Challenge =>
Rewrite the records with each "Place a dot on" changed to "Put a point on", leaving every other part of the lines untouched.

Extracted data entries =>

★ ★ ★

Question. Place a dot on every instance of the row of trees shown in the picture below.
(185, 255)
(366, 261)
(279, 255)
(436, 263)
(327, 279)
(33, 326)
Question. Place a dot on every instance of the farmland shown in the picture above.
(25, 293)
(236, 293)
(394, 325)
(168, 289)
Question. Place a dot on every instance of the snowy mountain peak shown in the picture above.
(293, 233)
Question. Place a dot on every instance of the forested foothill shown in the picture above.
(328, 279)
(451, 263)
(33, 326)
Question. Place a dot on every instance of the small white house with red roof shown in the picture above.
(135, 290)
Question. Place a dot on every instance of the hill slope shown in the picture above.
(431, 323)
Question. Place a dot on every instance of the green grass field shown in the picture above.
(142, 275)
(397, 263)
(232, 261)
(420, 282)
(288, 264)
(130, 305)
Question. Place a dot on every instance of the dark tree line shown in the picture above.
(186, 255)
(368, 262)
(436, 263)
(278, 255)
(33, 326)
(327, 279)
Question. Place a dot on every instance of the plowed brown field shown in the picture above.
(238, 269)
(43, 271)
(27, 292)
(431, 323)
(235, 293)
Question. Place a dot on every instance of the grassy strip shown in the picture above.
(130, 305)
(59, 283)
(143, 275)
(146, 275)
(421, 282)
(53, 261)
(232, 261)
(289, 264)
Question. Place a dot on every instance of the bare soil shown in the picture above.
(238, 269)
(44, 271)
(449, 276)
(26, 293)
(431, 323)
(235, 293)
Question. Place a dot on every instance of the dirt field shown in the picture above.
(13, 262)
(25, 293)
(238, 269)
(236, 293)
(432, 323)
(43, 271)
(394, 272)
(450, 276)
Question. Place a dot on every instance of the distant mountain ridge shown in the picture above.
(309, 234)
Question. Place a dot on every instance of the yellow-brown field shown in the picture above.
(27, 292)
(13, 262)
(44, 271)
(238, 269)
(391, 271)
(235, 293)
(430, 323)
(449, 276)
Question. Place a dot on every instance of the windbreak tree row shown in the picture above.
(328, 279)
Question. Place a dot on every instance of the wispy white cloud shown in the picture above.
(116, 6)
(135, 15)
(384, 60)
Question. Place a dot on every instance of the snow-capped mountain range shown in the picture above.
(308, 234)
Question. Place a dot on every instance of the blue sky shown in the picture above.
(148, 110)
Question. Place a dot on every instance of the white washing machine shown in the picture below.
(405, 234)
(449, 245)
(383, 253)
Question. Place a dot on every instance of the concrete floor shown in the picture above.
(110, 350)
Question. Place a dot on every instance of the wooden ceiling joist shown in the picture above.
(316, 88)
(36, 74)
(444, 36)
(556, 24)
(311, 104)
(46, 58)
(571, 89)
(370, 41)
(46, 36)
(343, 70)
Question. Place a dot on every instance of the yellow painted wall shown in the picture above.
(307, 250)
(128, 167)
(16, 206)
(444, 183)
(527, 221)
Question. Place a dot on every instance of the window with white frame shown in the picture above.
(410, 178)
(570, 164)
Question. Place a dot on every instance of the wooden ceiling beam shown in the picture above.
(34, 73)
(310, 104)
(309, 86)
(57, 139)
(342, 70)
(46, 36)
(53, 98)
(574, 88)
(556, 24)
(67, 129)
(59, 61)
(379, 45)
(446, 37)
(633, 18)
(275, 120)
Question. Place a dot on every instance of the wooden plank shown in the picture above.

★ ★ ★

Exercise solution =>
Question. Put a point on every instance of the row of trees shown in the picture below.
(185, 255)
(366, 261)
(279, 255)
(436, 263)
(327, 279)
(33, 326)
Question. Put a point on every instance of the farmland shown in the picture above.
(25, 293)
(236, 293)
(394, 325)
(168, 289)
Question. Put a point on every instance of the snowy mountain peak shown in the picture above.
(293, 233)
Question. Put a point on every instance of the forested foothill shown in the picture above.
(328, 279)
(451, 263)
(33, 326)
Question. Put a point on every instance of the small white house with red roof shown in the picture above.
(135, 290)
Question. Put a point on every instance of the hill slope shown in the picture above.
(431, 323)
Question. Put a point on every instance of the green grass field shown in the picture above.
(142, 275)
(397, 263)
(232, 261)
(420, 282)
(288, 264)
(130, 305)
Question. Put a point on every instance of the dark tree line shown in the picture above.
(186, 255)
(368, 262)
(436, 263)
(278, 255)
(33, 326)
(327, 279)
Question. Put a point on every instance of the plowed brown field shown in the picture above.
(238, 269)
(43, 271)
(27, 292)
(431, 323)
(235, 293)
Question. Put a point on every instance of the grassy strip shown in the picture above.
(130, 305)
(59, 283)
(143, 275)
(146, 275)
(421, 282)
(53, 261)
(232, 261)
(289, 264)
Question. Put a point on every instance of the bare soil shown in the picture above.
(238, 269)
(44, 271)
(449, 276)
(26, 293)
(431, 323)
(235, 293)
Question. Put a point on every instance of the dirt field shown in the picture above.
(13, 262)
(25, 293)
(238, 269)
(236, 293)
(432, 323)
(43, 271)
(394, 272)
(450, 276)
Question. Put a point on every instance of the distant mountain ridge shown in the picture above.
(309, 234)
Question. Put a point on every instance of the yellow-brown field shown in the picture above.
(27, 292)
(13, 262)
(44, 271)
(238, 269)
(391, 271)
(235, 293)
(430, 323)
(449, 276)
Question. Put a point on every instance of the windbreak tree row shown in the picture above.
(328, 279)
Question. Put a point on every instance of the wispy white cloud shown in the picture above.
(116, 6)
(135, 15)
(384, 60)
Question. Put a point on every instance of the snow-capped mountain range shown in the picture above.
(308, 234)
Question. Put a point on every instance of the blue sky shown in the picture above.
(148, 110)
Question. Put a point on every instance of the white washing machine shown in the picture below.
(405, 234)
(449, 245)
(383, 253)
Question. Put a point on every instance of the concrete floor shown in the picture above.
(110, 350)
Question. Put a point on every instance of the wooden ceiling joist shown in the picture above.
(316, 88)
(36, 74)
(444, 36)
(556, 24)
(311, 104)
(46, 58)
(571, 89)
(370, 41)
(46, 36)
(343, 70)
Question. Put a point on every instance of the yellow painted wall shown in the picture above.
(307, 250)
(128, 167)
(16, 206)
(444, 183)
(527, 221)
Question. Put a point on every instance of the window with white frame shown in the picture above.
(410, 178)
(570, 164)
Question. Put a point on every instance of the wooden ceiling beam shown in the picture above.
(34, 73)
(310, 104)
(309, 86)
(57, 139)
(342, 70)
(46, 36)
(53, 98)
(574, 88)
(556, 24)
(67, 129)
(59, 61)
(379, 45)
(446, 37)
(633, 18)
(275, 120)
Question. Put a point on every instance of the wooden plank shown in the picture above.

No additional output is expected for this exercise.